**Exercise prompt**
Repeat exactly the lines from the first line of the records through the line containing "Confirm that each instance of the green", and nothing more.

**Data excerpts**
┌──

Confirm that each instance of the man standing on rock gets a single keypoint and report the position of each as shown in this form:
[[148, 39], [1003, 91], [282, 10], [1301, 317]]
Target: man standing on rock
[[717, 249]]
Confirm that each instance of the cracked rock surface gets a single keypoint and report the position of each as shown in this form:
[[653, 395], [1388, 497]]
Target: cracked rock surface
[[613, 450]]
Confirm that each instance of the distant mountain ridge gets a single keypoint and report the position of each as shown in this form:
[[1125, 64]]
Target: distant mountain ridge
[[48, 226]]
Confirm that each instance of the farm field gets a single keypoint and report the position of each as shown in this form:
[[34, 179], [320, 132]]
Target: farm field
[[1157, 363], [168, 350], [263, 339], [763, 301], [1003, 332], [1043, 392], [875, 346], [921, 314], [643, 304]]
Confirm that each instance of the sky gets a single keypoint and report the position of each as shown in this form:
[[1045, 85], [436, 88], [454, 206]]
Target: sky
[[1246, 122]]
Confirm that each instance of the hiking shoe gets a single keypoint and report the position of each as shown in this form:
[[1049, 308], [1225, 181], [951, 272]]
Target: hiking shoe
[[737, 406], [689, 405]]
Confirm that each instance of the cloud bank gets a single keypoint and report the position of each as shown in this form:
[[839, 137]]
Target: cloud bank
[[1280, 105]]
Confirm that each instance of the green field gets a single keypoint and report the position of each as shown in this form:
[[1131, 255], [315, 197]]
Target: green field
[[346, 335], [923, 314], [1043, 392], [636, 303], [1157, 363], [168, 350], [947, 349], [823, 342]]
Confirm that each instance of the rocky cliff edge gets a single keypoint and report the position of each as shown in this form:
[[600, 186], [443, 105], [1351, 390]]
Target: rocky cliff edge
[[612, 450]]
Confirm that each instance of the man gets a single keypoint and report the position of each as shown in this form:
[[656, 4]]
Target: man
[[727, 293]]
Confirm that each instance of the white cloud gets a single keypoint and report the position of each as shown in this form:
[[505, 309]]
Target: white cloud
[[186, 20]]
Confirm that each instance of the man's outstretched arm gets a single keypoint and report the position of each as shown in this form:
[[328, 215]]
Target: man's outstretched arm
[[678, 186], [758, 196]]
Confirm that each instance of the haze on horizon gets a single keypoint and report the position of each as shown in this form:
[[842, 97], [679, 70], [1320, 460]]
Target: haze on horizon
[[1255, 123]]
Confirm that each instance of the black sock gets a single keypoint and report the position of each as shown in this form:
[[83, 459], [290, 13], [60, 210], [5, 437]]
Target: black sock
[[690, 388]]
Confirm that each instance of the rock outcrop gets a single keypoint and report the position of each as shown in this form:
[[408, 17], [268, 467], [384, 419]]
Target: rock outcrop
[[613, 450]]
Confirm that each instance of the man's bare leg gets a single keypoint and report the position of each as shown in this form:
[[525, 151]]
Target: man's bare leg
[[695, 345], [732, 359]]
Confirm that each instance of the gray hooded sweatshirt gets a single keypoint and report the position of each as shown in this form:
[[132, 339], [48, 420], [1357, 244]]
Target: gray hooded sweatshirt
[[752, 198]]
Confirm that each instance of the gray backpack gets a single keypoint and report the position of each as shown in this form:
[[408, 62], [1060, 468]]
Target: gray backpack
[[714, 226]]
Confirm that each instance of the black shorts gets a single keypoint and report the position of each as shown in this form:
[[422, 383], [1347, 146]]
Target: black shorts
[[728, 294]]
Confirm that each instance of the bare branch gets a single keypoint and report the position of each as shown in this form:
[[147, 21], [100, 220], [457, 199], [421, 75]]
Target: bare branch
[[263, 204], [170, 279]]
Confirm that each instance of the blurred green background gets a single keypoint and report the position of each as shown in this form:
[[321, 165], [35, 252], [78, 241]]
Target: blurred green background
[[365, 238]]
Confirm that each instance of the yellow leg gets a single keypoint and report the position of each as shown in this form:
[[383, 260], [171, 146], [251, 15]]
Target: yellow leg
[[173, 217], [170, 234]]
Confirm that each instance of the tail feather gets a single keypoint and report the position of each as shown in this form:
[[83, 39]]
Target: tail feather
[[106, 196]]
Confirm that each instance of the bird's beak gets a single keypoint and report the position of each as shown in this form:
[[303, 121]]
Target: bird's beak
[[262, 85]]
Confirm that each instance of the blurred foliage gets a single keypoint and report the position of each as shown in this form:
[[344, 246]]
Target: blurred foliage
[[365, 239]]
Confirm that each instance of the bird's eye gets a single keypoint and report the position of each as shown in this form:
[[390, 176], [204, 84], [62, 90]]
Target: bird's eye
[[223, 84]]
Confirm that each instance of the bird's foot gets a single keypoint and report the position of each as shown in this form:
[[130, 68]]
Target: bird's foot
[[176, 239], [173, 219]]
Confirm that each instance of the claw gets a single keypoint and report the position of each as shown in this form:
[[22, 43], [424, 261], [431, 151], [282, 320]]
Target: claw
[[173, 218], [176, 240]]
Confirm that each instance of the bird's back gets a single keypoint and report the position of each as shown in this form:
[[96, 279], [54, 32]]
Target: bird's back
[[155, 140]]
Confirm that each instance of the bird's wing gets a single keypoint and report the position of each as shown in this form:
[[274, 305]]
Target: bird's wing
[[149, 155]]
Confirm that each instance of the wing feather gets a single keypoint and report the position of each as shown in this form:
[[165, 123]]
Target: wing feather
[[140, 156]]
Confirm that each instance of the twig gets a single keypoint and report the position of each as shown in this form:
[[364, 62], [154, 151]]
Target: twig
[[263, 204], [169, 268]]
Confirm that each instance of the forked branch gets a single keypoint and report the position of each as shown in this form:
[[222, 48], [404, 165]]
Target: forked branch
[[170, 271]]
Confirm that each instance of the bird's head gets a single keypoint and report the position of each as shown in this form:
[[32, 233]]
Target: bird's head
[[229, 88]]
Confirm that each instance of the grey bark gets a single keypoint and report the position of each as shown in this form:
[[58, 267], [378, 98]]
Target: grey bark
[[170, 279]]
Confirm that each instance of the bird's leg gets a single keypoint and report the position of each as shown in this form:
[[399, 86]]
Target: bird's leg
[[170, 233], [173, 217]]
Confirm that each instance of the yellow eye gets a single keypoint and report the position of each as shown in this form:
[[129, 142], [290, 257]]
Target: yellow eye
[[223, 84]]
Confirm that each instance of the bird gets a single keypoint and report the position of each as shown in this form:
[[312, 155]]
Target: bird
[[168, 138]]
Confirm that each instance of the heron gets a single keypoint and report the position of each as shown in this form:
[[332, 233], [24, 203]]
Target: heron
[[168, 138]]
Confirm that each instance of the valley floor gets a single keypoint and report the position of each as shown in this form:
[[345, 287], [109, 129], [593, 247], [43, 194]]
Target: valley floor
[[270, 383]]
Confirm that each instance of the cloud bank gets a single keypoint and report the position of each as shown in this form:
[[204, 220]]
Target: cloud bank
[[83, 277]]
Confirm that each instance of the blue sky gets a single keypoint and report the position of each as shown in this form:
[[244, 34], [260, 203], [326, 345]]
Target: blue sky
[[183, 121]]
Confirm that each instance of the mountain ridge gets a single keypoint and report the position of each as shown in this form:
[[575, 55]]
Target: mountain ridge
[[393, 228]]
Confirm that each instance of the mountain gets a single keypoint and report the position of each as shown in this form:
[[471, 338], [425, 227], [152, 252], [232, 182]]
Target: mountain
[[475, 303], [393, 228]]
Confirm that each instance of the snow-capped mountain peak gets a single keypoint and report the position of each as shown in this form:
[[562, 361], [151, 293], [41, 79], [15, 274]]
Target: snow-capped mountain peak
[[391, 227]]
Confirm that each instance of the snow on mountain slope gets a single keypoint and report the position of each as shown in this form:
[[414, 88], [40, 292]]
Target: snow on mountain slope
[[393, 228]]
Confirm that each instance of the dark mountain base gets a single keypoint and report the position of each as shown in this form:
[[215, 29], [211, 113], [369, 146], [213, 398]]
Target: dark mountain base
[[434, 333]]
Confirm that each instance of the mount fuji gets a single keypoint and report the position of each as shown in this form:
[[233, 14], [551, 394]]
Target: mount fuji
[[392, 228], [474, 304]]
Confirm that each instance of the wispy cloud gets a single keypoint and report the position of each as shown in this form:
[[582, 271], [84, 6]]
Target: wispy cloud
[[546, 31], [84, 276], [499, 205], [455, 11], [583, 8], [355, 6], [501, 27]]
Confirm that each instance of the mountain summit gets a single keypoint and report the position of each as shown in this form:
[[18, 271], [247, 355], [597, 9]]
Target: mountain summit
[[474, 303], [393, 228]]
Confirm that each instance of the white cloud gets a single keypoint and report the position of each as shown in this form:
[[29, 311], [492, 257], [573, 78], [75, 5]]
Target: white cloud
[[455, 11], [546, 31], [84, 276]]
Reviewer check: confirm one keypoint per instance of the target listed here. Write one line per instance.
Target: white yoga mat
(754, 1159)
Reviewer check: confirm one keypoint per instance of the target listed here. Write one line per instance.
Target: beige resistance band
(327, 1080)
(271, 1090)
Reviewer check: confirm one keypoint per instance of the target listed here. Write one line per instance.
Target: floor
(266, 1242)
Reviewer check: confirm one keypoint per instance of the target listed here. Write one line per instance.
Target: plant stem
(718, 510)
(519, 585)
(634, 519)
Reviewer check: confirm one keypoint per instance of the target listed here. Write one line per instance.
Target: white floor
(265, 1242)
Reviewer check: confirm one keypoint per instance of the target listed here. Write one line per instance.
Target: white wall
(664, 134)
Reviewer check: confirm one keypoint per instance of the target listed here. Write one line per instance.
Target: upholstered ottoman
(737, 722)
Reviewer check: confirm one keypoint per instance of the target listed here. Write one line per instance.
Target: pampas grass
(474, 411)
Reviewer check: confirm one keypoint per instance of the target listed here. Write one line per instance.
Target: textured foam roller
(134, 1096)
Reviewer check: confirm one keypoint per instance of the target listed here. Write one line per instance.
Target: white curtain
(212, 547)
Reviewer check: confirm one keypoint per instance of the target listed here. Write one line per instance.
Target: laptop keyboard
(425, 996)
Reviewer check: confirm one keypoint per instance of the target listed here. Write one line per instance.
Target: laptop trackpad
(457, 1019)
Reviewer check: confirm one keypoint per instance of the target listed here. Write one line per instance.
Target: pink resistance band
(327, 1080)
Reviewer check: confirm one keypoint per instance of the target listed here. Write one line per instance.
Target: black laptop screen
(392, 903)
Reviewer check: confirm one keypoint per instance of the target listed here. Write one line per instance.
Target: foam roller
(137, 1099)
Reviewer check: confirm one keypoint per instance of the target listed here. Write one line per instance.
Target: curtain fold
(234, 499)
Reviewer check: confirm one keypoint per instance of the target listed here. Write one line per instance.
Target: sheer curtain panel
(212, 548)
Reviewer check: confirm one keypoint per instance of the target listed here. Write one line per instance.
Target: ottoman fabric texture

└──

**Reply**
Confirm that each instance of the man standing on rock gets a single keypoint and report the position of each as shown in this form:
[[148, 39], [1003, 91], [282, 10], [1301, 317]]
Target: man standing on rock
[[717, 249]]
Confirm that each instance of the cracked rock surface gets a single keypoint and report the position of each as shown in this form:
[[653, 395], [1388, 497]]
Target: cracked rock surface
[[613, 450]]
Confirm that each instance of the distant mountain ridge gets a single keypoint and report the position of each as shown in this form:
[[1125, 64]]
Target: distant mountain ridge
[[48, 226]]
Confirm that each instance of the farm field gets a single keypoint and report the position of each as shown in this form:
[[34, 179], [320, 132]]
Target: farm field
[[1157, 363], [168, 350], [263, 339], [763, 301], [1003, 332], [1043, 392], [875, 346], [921, 314], [643, 304]]
Confirm that each instance of the sky gets a single keypoint and report the position of each as shown in this form:
[[1045, 85], [436, 88], [454, 206]]
Target: sky
[[1246, 122]]
Confirm that each instance of the hiking shoe gets a single keypoint and report the position of each as shown in this form:
[[1049, 308], [1225, 181], [951, 272]]
Target: hiking shoe
[[737, 406], [689, 405]]
Confirm that each instance of the cloud bank gets a single keypoint and report the position of each as shown in this form:
[[839, 137]]
Target: cloud bank
[[1280, 105]]
Confirm that each instance of the green field gets a single keypoint and report the position of each as shown in this form:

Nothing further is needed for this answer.